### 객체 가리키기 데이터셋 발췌
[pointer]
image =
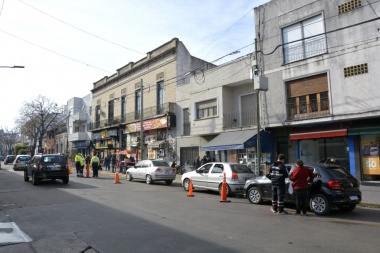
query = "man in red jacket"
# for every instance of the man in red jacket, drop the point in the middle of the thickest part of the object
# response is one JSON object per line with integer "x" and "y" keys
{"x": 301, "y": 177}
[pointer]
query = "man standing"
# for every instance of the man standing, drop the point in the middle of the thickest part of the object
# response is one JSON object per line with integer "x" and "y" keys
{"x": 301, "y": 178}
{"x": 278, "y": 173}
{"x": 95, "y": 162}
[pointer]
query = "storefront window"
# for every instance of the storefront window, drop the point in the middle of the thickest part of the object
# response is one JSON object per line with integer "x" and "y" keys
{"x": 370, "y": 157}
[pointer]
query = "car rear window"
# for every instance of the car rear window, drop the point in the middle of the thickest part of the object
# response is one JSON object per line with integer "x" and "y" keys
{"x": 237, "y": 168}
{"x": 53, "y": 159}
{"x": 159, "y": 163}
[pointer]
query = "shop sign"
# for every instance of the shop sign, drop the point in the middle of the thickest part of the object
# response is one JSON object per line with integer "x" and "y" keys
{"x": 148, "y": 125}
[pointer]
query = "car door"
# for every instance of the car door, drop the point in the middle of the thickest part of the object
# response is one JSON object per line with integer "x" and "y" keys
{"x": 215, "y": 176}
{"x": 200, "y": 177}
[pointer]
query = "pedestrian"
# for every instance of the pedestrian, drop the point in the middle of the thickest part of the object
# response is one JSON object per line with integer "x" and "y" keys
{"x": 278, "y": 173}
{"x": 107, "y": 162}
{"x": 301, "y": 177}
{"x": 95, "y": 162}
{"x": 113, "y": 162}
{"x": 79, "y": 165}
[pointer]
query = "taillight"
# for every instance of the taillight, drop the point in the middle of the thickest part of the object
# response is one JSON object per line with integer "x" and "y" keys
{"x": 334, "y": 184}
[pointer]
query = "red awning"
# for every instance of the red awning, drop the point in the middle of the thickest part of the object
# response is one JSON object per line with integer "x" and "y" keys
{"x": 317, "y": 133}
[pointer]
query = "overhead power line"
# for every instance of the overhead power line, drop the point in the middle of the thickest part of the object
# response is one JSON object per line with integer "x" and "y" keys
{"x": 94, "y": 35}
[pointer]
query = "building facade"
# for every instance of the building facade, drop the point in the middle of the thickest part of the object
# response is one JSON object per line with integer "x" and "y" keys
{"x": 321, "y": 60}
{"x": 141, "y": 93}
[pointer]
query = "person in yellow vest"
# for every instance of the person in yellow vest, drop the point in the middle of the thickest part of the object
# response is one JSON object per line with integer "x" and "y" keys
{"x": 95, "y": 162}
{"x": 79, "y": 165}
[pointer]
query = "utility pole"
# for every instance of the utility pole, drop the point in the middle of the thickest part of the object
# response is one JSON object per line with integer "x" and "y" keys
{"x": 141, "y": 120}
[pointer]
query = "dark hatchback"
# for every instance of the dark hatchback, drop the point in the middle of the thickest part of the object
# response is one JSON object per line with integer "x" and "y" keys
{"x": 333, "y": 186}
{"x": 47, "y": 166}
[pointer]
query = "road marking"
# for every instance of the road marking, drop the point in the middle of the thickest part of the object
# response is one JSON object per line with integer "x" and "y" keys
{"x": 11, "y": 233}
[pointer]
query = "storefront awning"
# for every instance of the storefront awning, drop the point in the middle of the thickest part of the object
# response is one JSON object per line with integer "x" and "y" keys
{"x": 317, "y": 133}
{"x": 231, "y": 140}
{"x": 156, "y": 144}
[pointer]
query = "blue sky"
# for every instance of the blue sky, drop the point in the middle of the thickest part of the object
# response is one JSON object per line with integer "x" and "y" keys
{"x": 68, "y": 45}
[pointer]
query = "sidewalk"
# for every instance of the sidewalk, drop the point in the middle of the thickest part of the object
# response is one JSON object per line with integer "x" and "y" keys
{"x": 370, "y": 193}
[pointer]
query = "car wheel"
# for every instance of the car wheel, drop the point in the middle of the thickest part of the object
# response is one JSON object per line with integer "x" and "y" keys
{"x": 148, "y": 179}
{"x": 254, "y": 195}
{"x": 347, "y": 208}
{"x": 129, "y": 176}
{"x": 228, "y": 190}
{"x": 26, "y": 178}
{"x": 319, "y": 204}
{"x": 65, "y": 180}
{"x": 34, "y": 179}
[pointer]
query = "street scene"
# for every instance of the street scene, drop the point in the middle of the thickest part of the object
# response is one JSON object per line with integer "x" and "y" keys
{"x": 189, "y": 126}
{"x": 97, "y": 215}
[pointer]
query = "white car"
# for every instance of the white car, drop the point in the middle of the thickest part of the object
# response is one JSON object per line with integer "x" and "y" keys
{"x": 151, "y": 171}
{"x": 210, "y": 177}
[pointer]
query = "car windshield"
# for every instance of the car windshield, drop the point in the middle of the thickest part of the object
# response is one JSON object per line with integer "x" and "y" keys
* * *
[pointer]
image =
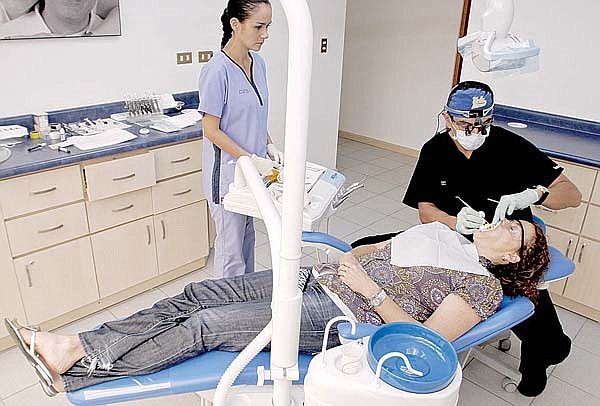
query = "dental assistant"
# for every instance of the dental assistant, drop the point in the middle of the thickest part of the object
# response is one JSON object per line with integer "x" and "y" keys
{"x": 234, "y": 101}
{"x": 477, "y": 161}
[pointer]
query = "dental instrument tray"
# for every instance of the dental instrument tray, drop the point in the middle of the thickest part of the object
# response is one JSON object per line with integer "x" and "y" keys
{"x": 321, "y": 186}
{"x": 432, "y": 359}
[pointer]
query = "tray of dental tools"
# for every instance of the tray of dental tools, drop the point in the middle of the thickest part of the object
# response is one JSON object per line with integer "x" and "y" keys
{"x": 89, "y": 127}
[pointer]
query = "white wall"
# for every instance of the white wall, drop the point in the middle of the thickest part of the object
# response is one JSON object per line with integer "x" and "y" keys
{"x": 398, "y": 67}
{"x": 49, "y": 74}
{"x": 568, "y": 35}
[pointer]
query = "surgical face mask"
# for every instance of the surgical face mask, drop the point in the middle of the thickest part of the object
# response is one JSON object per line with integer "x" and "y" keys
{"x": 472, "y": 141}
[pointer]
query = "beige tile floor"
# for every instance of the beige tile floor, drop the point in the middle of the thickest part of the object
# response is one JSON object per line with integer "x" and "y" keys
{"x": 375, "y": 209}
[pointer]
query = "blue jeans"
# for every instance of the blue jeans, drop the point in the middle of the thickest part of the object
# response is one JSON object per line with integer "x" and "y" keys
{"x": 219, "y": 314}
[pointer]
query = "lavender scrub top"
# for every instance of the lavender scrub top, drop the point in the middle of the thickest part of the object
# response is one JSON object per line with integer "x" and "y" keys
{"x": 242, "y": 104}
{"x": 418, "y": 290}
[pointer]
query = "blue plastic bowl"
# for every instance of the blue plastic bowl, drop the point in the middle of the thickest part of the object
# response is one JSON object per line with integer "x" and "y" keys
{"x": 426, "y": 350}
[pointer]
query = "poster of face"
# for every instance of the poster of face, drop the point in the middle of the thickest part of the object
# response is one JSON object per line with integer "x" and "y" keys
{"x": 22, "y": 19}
--
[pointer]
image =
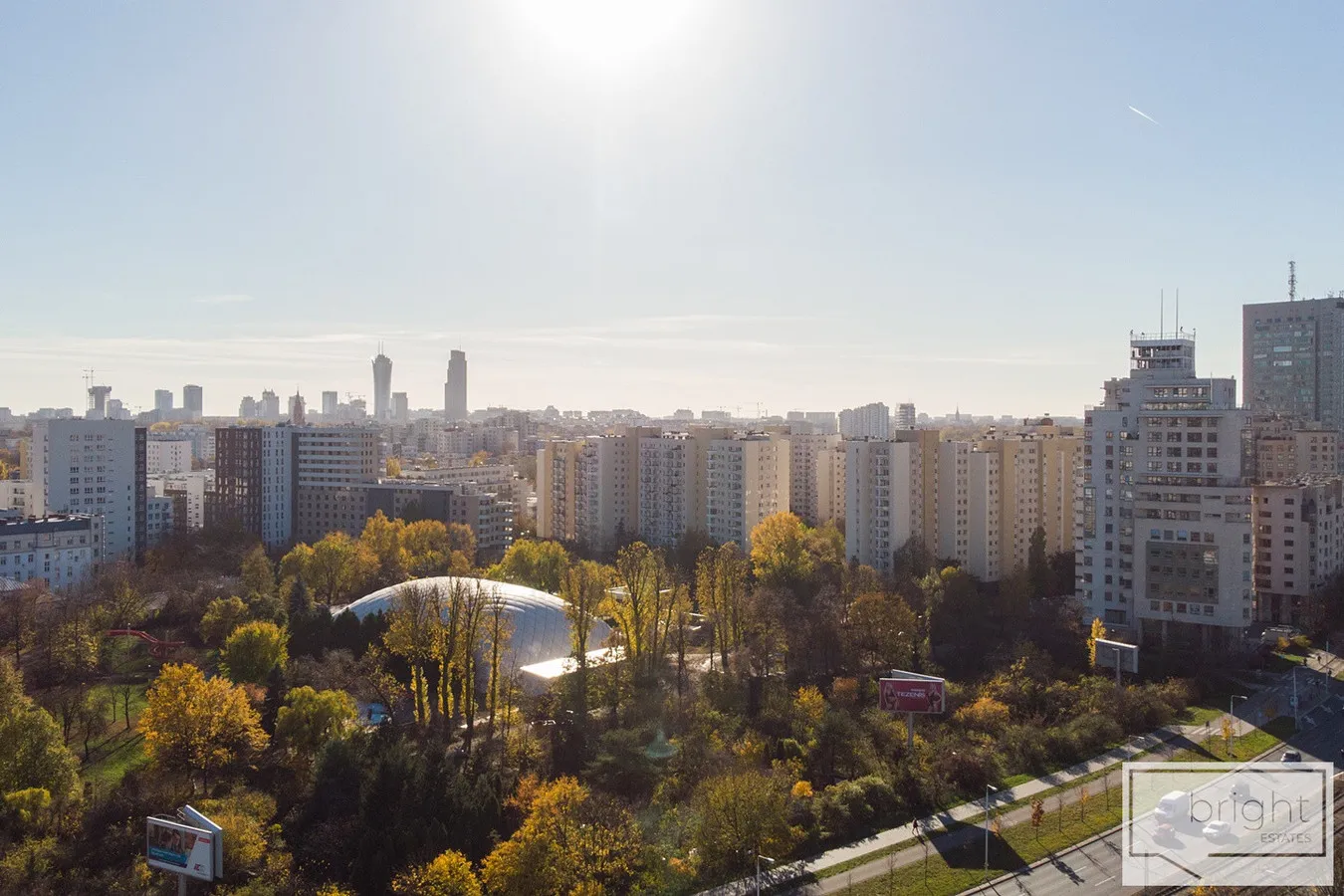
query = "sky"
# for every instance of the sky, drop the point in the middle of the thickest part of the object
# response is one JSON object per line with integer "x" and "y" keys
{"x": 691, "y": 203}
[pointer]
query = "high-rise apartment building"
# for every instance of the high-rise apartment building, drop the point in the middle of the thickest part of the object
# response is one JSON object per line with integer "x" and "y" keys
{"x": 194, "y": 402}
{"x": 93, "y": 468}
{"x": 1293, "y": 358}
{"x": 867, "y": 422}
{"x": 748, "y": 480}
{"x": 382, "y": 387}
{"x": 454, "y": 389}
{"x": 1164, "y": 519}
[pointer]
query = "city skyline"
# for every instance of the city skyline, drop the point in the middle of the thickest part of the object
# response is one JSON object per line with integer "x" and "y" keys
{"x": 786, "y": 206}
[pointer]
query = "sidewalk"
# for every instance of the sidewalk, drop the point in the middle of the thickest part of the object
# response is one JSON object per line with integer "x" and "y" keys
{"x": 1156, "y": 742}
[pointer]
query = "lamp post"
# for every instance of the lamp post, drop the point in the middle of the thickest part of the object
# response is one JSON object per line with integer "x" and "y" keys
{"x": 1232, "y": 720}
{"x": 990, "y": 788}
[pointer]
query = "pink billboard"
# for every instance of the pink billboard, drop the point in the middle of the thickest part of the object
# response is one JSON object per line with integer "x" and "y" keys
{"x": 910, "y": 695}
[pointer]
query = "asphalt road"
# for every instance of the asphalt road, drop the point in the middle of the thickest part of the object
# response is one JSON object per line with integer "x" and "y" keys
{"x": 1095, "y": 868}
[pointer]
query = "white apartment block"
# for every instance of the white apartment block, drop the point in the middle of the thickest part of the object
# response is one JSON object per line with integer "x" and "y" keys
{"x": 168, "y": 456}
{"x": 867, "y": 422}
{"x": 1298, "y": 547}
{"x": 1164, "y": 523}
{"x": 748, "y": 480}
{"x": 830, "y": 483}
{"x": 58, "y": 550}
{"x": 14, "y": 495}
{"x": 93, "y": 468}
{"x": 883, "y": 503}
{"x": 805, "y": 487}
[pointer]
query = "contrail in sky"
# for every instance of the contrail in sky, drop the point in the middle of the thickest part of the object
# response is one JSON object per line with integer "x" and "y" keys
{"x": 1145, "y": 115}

### 작업 내용
위 기록에서 문자열 "tile"가 들어 있는 줄을 모두 모아 적으세요. 대소문자를 구분합니다.

### 작업 답안
query = "beige tile floor"
# for every instance of the beige tile floor, drop the point in the middle of the thickest part of the object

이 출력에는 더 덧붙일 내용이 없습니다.